* **Exercise requirements**: When you copy the entries, match them exactly and omit the pictures.

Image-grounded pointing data
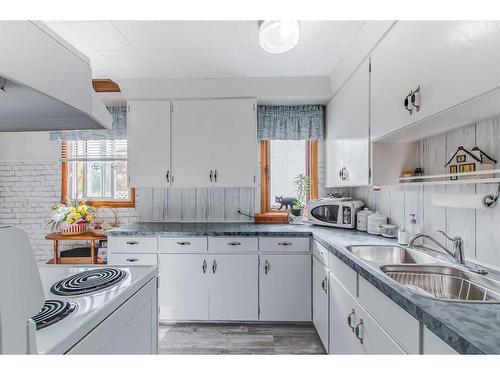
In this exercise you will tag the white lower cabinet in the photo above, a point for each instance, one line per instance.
(183, 291)
(352, 329)
(233, 291)
(285, 287)
(320, 300)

* **Output**:
In this exercise you will tag the white lower cabinet in the photo above, a point for each instance, one line per instance.
(183, 291)
(352, 329)
(233, 291)
(285, 287)
(320, 300)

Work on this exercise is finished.